→ SHORT EXERCISE
Rewrite the items below, swapping "detecting" for "locating" wherever it occurs and leaving everything else unchanged.

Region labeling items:
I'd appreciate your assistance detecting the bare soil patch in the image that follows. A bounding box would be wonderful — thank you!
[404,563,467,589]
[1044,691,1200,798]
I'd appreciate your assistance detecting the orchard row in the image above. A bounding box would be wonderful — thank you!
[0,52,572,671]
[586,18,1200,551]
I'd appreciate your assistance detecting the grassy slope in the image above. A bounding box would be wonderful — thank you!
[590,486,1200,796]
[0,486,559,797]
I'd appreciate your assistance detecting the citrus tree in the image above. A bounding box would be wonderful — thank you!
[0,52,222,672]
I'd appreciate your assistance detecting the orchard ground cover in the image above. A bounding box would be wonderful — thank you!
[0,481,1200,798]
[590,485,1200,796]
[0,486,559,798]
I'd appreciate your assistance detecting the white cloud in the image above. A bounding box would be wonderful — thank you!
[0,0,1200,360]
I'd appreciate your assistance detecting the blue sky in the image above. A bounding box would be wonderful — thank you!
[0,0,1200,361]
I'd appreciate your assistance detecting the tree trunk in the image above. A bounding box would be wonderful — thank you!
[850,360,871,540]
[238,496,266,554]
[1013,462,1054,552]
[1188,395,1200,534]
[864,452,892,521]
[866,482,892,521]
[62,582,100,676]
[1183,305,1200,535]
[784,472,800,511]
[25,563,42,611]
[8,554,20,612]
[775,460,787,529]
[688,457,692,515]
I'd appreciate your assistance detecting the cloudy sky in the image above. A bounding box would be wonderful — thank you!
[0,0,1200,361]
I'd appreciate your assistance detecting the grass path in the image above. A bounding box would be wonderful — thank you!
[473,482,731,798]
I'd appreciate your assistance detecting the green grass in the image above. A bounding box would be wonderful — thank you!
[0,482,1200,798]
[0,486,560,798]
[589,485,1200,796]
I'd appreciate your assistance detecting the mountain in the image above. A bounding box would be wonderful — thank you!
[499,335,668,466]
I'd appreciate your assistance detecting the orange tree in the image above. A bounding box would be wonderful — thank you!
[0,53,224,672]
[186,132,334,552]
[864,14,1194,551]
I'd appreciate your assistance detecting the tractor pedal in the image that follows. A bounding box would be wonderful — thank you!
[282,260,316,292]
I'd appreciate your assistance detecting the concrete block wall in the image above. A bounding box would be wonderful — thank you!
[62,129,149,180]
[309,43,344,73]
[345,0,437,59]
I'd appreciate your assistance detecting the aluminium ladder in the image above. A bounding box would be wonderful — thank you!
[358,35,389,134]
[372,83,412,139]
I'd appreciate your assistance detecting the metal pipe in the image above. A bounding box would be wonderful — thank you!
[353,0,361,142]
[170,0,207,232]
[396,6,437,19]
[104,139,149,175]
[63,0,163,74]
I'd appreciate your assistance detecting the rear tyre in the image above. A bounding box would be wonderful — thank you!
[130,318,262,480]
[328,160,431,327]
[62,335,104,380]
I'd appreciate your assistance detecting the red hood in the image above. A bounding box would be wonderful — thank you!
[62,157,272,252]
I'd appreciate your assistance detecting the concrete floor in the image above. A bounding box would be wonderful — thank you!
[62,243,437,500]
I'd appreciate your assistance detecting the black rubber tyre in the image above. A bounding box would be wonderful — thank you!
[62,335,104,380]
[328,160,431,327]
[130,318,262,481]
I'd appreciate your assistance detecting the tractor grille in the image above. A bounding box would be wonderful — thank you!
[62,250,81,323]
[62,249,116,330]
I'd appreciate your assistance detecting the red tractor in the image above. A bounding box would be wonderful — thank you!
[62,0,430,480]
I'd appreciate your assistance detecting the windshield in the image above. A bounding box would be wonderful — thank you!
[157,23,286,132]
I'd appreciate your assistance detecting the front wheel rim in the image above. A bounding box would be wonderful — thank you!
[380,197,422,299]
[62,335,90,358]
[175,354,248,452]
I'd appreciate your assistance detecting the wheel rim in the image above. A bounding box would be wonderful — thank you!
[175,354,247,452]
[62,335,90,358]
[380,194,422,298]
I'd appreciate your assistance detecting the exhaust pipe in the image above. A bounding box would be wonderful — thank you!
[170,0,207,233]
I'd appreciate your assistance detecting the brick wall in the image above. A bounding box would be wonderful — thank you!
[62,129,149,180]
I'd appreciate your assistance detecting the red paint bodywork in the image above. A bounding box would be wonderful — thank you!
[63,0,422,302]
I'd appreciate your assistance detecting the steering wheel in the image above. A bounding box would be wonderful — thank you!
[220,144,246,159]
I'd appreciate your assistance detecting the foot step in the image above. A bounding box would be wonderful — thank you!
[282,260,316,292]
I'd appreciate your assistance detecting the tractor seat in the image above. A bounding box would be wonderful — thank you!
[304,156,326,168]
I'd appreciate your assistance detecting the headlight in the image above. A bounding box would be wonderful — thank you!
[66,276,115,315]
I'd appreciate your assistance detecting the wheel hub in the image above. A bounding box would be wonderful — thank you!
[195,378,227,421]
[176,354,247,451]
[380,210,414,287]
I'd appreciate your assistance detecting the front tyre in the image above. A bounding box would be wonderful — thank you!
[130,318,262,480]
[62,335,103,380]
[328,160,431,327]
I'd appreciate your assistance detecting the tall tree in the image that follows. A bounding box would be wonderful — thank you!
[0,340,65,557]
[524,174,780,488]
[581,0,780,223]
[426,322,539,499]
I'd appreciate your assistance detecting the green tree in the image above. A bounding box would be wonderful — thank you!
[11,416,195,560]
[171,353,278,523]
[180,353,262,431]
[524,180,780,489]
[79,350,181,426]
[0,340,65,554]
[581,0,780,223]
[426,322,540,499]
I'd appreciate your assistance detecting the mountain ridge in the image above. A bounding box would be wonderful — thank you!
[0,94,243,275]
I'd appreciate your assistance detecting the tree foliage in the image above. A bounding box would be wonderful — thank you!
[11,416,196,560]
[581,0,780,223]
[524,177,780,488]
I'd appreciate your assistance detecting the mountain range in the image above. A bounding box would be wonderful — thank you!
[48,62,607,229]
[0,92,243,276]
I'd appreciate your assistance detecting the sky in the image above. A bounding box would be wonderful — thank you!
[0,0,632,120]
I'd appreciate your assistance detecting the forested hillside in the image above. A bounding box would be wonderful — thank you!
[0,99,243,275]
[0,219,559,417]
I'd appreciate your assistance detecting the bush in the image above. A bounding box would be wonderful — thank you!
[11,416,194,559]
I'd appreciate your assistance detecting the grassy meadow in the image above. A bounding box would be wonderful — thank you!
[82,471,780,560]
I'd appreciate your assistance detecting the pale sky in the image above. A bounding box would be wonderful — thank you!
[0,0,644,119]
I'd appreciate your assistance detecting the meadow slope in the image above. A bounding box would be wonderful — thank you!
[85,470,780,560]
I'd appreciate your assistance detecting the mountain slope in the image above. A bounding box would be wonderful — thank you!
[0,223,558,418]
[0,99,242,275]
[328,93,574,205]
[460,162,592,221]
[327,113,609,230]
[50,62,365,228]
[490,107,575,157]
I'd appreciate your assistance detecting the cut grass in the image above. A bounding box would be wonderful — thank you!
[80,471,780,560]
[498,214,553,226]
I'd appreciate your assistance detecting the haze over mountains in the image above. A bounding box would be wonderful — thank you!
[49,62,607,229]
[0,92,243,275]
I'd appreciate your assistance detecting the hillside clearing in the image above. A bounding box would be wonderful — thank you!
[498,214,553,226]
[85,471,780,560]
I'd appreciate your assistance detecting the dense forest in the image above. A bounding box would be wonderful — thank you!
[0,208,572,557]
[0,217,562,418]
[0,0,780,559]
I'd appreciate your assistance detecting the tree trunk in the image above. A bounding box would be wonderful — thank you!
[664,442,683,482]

→ SOLUTION FOR THIS TASK
I'd appreciate your assistance locating the bare soil patch in the image that follows. A bounding box would be wonderful — thank you!
[404,563,467,589]
[1044,691,1200,798]
I'd appreciate your assistance locating the orchard row in the image above. A bounding box would be wonderful — thank you!
[0,52,572,671]
[586,18,1200,551]
I'd appreciate your assistance locating the grassy slope in the image above. A bounding box would be wonderful — thank you!
[590,486,1200,796]
[0,486,559,797]
I'd appreciate your assistance locating the citrus tree in the image above. A bounding box would be wonderful — thank you!
[0,52,222,672]
I'd appreciate your assistance locating the orchard ground cover in the image above. A bounding box would be wonderful — thank you!
[0,481,1200,798]
[590,485,1200,796]
[0,486,559,798]
I'd appreciate your assistance locating the white cloud in the image above. A bounding box would be wonderful — thank you!
[0,0,1200,360]
I'd appreciate your assistance locating the blue sky in the image above. A bounding box would be wonderful — thank you!
[0,0,1200,361]
I'd appreciate your assistance locating the tree trunk in the image above. A bounding box would be wonderful — thank you!
[850,360,871,540]
[238,496,266,554]
[1013,462,1054,552]
[1188,395,1200,534]
[864,452,892,521]
[866,482,892,521]
[62,582,100,676]
[1183,305,1200,535]
[784,472,800,511]
[25,563,42,611]
[8,554,20,612]
[775,460,787,529]
[688,457,692,515]
I'd appreciate your assistance locating the cloudy sky in the image above. A bounding box would be wonderful — thank you!
[0,0,1200,361]
I'd appreciate your assistance locating the grass path in the image above. A bounding box would be wonderful — thank you!
[473,482,731,798]
I'd appreciate your assistance locating the green grass in the image above. A bounding box would be wonderful — thank you!
[0,482,1200,798]
[0,486,560,798]
[589,485,1200,796]
I'd appreciate your assistance locating the mountain in the image above. A bounding box would be wonderful — thank you!
[499,335,668,466]
I'd appreciate your assistance locating the orange tree in the image above. A bounding box would be wonderful — thank you!
[0,53,224,672]
[186,132,334,552]
[864,14,1194,551]
I'd appreciate your assistance locating the tractor pedal in the image that follows. A bounding box would be wonderful — thank you!
[282,260,316,292]
I'd appreciate your assistance locating the concrete block wall in the image above. A bounding box would be wonderful — thank you!
[62,129,149,180]
[309,43,344,73]
[345,0,437,59]
I'd appreciate your assistance locating the aluminium ladder in the image above. A bounding box would be wonderful — thank you!
[358,35,389,134]
[372,83,412,139]
I'd appreciate your assistance locating the metal pipe in the image above. A bounding box would be wonderful — thank you!
[353,0,361,142]
[170,0,207,232]
[396,6,437,19]
[104,139,149,175]
[63,0,163,74]
I'd appreciate your assistance locating the rear tyre in the image above. A bounding box would be wonderful — thank you!
[130,318,262,480]
[328,160,431,327]
[62,335,104,380]
I'd appreciate your assistance locating the red hood in the image above. A bounding box would be wonderful — thank you!
[62,157,272,252]
I'd appreciate your assistance locating the concrete floor in the image above. A bounding box would be wonderful — thank you!
[62,243,437,500]
I'd appreciate your assistance locating the black rubber tyre in the image above. A bounding box would be wonderful — thank you!
[62,335,104,380]
[328,160,431,327]
[130,318,262,481]
I'd appreciate your assistance locating the tractor grille in the image above. A bounding box would be wonderful — thank you!
[62,250,81,323]
[62,249,116,330]
I'd appreciate your assistance locating the red tractor in the image above. A bounding box would be wonderful — thank you!
[62,0,430,480]
I'd appreciate your assistance locating the windshield in the image above. A bounding box would be wonderful — thank you!
[157,23,286,132]
I'd appreciate your assistance locating the front wheel rim in the image above. A bounding box would be wonderful — thank you!
[380,197,422,299]
[62,335,90,358]
[175,354,248,452]
I'd appreciate your assistance locating the wheel rim in the image above. A bounding box would be wonderful — thank you!
[175,354,247,452]
[62,335,90,358]
[380,194,422,298]
I'd appreciate your assistance locating the exhaust pipe in the image above. A bounding box would be wonderful — thank you!
[170,0,207,233]
I'd appreciate your assistance locating the brick wall in the image above. A bounding box would be wonderful — thank you!
[62,129,149,180]
I'd appreciate your assistance locating the red paint bodywork in the image above. A bounding box would be wonderful — thank you!
[63,0,422,302]
I'd appreciate your assistance locating the steering wheel in the image above. A bounding box would be wonderful — thank you!
[220,144,246,159]
I'd appreciate your assistance locating the foot step in the image above. A bounding box would be wonderful — thank you!
[282,260,316,292]
I'd appreciate your assistance locating the tractor seat in the image above. A bounding box would be wonderful — thank you!
[304,156,326,168]
I'd appreciate your assistance locating the headlight in the image above. A bounding box would be wonderful — thank you!
[66,276,115,315]
I'd appreciate your assistance locating the wheel hub in the image above. A bounding box would be wonderful — thank you!
[195,378,227,421]
[176,354,247,451]
[380,210,414,287]
I'd appreciate your assistance locating the front tyre in the image above. A bounding box would be wonderful — thank you!
[130,318,262,480]
[62,335,103,380]
[328,160,431,327]
I'd appreciate your assistance locating the tall tree in the image that follows. A bounding box would be wonderful — thank you!
[0,340,65,557]
[524,174,780,488]
[581,0,780,223]
[426,322,539,499]
I'd appreciate your assistance locating the green tree in the image above. A bounding box would be wonderful — thank you!
[11,416,195,560]
[171,353,278,523]
[180,353,262,431]
[524,180,780,489]
[79,350,181,426]
[0,340,65,554]
[581,0,780,223]
[426,322,540,499]
I'd appreciate your assistance locating the mountain ridge in the image above. A bounding box would be wonderful — thank you!
[0,94,243,275]
I'd appreciate your assistance locating the tree foliage in the image above. A bounding box would be wonderful — thank you!
[11,416,196,560]
[581,0,780,223]
[524,177,780,488]
I'd appreciate your assistance locating the mountain range in the image above. A bounding box would be wonderful — thank you!
[48,62,607,229]
[0,92,243,276]
I'd appreciate your assistance locating the sky in the image above. A bounding box would be wonderful — thank you!
[0,0,632,120]
I'd appreciate your assistance locating the forested hillside in the image above. A bounding box would be wonderful — thank you!
[0,99,243,275]
[0,219,559,417]
I'd appreciate your assistance locating the bush in the image above. A bounding box would be wonderful — thank you!
[11,416,194,559]
I'd appreciate your assistance locating the grassy meadow in the image above. A bounding box would be wonderful — thank you!
[82,471,780,560]
I'd appreciate your assistance locating the pale sky in the image above. A bounding box would be wonderful — thank you!
[0,0,644,119]
I'd appreciate your assistance locating the meadow slope in the image above. A bounding box would be wonderful — thank you!
[85,470,780,560]
I'd appreciate your assistance locating the mountain slope in the image above. A bounding box would be wonderful — thank you!
[0,223,558,418]
[0,99,242,275]
[328,93,574,205]
[460,162,592,221]
[327,113,609,230]
[50,62,365,228]
[490,107,575,157]
I'd appreciate your assistance locating the cut grass in the image above. A bounding box would be wonderful — thank you!
[80,471,780,560]
[498,214,553,226]
I'd appreciate your assistance locating the haze over mountains in the image above. A bounding box would be wonderful — thank you!
[49,62,607,229]
[0,92,243,275]
I'd appreciate your assistance locating the hillside clearing in the image above. A bounding box would be wonderful — thank you!
[498,214,553,226]
[85,471,780,560]
I'd appreciate your assistance locating the dense forest in the image above. A bounding box would be wonderful — thank you!
[0,208,572,557]
[0,217,562,418]
[0,0,780,559]
I'd appreciate your assistance locating the tree trunk in the image above. A bounding box would be wonderful — thank you!
[664,442,683,482]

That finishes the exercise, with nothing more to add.